Start of READING TEXT
Metals Toxicity & the Biotic Ligand Model
The bioavailability of metals to aquatic organisms is highly dependent on water chemistry conditions that vary from site to site. For example, complexation with dissolved organic carbon (DOC) and competition with cations such as calcium reduce metals bioavailability. Other site-specific factors, such as pH, also influence metal speciation, with different metal species having different degrees of bioavailability. Ultimately, this means that the concentration of a given metal, on a total recoverable or dissolved basis, that may present toxicity to aquatic life is highly variable among sites.
Regulatory criteria that do not account for the key factors affecting metal bioavailability could be greatly over- or under-protective of the aquatic life uses that they are intended to protect. Over-protectiveness can result in extensive effort and cost to manage a problem that does not exist, while under-protectiveness can result in unacceptable risk of detrimental effects on the aquatic community.
End of READING TEXT
Start of INFORMATION
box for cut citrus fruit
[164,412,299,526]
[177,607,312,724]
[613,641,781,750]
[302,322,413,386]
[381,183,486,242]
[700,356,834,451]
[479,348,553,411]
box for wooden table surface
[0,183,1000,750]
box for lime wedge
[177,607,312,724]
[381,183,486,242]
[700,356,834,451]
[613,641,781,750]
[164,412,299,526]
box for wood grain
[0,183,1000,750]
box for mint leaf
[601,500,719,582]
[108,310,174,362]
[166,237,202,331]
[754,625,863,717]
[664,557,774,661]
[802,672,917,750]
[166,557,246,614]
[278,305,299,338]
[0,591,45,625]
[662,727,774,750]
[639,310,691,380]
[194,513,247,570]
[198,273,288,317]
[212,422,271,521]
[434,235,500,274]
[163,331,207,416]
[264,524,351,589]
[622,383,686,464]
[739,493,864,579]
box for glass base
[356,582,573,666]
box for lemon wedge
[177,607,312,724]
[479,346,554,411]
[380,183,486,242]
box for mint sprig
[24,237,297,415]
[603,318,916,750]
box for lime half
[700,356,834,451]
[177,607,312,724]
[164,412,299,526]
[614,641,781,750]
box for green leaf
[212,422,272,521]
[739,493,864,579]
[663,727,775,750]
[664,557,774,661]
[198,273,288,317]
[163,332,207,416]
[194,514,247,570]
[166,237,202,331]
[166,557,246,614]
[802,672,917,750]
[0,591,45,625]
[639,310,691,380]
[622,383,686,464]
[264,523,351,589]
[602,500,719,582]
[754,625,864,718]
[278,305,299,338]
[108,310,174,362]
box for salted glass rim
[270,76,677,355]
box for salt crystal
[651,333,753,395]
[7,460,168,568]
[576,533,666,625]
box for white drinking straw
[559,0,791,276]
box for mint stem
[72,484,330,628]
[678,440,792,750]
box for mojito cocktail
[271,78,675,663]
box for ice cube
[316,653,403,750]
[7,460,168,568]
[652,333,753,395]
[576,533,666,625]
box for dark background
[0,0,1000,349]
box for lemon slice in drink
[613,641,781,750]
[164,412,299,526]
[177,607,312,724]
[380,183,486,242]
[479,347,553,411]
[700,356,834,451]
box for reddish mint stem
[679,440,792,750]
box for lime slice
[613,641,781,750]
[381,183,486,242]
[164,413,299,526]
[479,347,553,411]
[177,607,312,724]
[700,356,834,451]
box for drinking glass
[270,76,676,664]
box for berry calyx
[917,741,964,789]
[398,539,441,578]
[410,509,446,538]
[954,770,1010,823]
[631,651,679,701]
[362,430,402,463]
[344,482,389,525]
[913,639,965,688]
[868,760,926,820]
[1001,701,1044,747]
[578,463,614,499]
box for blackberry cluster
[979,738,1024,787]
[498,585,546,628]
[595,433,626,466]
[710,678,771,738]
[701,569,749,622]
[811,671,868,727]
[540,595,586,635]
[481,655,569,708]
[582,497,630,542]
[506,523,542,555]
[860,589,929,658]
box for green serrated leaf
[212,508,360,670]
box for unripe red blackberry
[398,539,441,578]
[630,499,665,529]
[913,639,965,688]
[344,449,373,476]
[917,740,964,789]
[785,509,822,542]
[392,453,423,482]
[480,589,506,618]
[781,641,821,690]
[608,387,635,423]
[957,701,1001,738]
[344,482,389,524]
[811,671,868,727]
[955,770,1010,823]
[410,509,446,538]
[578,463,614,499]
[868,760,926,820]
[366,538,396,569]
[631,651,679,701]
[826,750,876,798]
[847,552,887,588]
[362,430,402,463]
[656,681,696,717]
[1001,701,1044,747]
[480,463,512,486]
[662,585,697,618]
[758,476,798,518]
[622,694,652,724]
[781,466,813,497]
End of INFORMATION
- _TASK 1_: Based on the metals toxicity text, do these statements agree with it? Answer yes or no for each, quoting the deciding words. (a) Competition with cations such as calcium increases metals bioavailability. (b) Different metal species have different degrees of bioavailability. (c) Over-protective criteria can lead to effort and cost spent on a problem that does not exist.
- _TASK 2_: According to the metals toxicity text, what can under-protective regulatory criteria result in?
- _TASK 3_: Carry the text on metals toxicity and the Biotic Ligand Model further, starting after its last sentence.

- _WRITTEN ANSWER 1_:
(a) No: "competition with cations such as calcium reduce metals bioavailability"
(b) Yes: "with different metal species having different degrees of bioavailability"
(c) Yes: "Over-protectiveness can result in extensive effort and cost to manage a problem that does not exist"

- _WRITTEN ANSWER 2_: An unacceptable risk of detrimental effects on the aquatic community.

- _WRITTEN ANSWER 3_:
Properly accounting for metal bioavailability is critical to reduce uncertainty in any metals risk assessment or site-specific water quality evaluation, including the development of National Pollutant Discharge Elimination System (NPDES) permits and total maximum daily loads (TMDLs) in the United States. Members of Windward were early collaborators in the development of a tool called the Biotic Ligand Model (BLM), which allows for mechanistic predictions of bioavailability and toxicity for several metals. We are actively involved in the ongoing development of BLMs for additional metals, as well as for metal mixtures. We have extensive experience in the application of metal BLMs in support of proposed ambient water quality criteria (AWQC) updates for both the US Environmental Protection Agency (EPA) and individual states, site-specific assessments, and evaluations of whether criteria are protective against toxicity endpoints of concern for threatened and endangered species.